==== GIVEN ENTRIES ====

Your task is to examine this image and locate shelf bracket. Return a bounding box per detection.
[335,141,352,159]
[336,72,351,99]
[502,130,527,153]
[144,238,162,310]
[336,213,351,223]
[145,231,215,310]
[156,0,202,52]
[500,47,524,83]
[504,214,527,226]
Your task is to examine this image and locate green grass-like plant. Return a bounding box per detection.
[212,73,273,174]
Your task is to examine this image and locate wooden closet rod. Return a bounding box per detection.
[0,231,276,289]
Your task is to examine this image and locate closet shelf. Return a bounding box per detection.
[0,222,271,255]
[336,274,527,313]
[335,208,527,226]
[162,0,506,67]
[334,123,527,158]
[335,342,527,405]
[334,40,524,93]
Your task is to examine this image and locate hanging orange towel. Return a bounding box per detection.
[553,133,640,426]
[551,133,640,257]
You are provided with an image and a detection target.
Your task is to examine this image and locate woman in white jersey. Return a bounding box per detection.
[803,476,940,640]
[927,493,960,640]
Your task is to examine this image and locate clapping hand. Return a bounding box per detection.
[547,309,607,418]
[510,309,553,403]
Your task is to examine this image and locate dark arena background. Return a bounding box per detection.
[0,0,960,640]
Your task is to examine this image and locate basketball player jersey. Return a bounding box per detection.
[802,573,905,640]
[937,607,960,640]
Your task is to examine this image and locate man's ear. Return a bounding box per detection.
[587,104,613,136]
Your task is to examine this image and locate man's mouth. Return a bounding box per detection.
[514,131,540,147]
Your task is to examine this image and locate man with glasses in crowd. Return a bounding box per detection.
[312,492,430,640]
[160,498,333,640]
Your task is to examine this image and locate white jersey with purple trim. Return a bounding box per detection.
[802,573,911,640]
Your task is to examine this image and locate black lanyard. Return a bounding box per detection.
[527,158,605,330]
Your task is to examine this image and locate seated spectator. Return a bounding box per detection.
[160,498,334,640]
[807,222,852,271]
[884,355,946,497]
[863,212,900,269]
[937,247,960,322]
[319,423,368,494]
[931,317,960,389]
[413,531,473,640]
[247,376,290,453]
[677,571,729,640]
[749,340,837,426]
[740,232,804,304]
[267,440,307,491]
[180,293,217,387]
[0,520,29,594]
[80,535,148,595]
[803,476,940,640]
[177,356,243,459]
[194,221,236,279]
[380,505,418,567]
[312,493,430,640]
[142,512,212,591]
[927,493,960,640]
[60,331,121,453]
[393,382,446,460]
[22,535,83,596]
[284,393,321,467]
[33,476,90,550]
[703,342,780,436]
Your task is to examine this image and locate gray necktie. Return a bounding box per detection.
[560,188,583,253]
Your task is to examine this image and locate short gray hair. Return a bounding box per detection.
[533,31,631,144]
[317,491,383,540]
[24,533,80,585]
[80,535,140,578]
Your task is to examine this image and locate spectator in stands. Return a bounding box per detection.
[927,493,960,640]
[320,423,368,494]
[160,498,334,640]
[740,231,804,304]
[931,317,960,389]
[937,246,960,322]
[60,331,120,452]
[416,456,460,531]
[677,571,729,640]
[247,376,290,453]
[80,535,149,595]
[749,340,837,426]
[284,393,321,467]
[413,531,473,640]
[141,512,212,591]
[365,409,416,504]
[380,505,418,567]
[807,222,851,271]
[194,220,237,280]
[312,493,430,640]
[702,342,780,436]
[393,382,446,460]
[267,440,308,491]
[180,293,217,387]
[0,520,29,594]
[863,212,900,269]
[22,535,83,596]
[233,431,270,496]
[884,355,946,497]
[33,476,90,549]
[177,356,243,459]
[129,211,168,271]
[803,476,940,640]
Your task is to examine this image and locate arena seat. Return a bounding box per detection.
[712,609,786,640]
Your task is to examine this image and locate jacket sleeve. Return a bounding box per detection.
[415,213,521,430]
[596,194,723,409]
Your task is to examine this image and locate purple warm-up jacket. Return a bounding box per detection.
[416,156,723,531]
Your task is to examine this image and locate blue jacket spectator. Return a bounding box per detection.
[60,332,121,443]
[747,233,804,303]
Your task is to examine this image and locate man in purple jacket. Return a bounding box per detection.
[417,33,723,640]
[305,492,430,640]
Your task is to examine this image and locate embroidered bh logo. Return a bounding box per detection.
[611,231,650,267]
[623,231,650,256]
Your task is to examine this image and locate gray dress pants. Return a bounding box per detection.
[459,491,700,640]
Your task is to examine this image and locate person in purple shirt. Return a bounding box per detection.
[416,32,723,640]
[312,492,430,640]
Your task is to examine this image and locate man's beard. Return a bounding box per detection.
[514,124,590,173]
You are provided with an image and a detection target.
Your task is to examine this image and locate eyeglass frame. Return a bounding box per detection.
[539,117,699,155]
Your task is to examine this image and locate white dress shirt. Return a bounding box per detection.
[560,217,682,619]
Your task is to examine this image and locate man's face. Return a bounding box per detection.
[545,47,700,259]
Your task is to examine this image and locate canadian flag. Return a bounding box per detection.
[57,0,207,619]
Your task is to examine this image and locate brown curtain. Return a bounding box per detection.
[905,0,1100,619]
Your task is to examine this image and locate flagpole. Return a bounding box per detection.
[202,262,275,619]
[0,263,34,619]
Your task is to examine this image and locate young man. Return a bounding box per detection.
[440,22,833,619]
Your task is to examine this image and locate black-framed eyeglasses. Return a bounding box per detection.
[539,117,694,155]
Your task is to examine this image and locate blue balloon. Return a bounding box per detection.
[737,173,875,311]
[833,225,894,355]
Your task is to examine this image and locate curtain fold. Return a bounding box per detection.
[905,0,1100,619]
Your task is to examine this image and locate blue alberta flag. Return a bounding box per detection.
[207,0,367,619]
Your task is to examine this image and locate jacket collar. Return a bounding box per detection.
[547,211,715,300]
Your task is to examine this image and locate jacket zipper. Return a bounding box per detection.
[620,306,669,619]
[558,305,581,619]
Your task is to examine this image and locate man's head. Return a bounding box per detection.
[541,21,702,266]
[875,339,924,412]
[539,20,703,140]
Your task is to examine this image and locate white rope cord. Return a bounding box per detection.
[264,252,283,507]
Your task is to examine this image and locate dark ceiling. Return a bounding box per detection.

====

YOUR TASK
Copy out the lines of the listing exactly, starting at the line that contains "Your task is to examine this image and locate closet" and ending with the line that contains "[527,158,605,330]".

COMPLETED EXERCISE
Your task is to examine this image and locate closet shelf. Return a bounding box per detection.
[0,222,271,255]
[336,274,527,313]
[335,208,527,226]
[162,0,506,67]
[334,123,527,158]
[335,342,527,405]
[334,40,524,93]
Your task is to examine this image and locate hanging orange towel. Return a bounding box per detection.
[553,133,640,426]
[551,133,640,257]
You are provided with an image and a detection target.
Your task is to examine this image and locate woman in white jersey. Return a bounding box per detection.
[803,476,940,640]
[927,493,960,640]
Your task is to examine this image and locate clapping hand. Return a bounding box per detection.
[547,309,607,418]
[510,309,553,403]
Your task is to examine this image and locate dark arena background. Return a bounding box per detection.
[0,0,960,640]
Your task is to examine this image and locate basketball player jersey. Return a bounding box per detection.
[802,573,905,640]
[937,607,960,640]
Your task is to examine this image and locate man's ear. Return a bounding box per detection.
[587,104,613,136]
Your task is to examine this image and locate man's mouth. Return a bounding box per detection.
[514,131,540,147]
Your task is to examine this image and locate man with glasses in crowd. Return a bounding box per detection.
[312,492,430,640]
[160,498,333,640]
Your task is to examine this image and locate white jersey with purple trim. Return a bounding box per detection.
[802,573,911,640]
Your task is to examine this image and locate black lanyard. Return a bounding box per detection.
[527,158,605,330]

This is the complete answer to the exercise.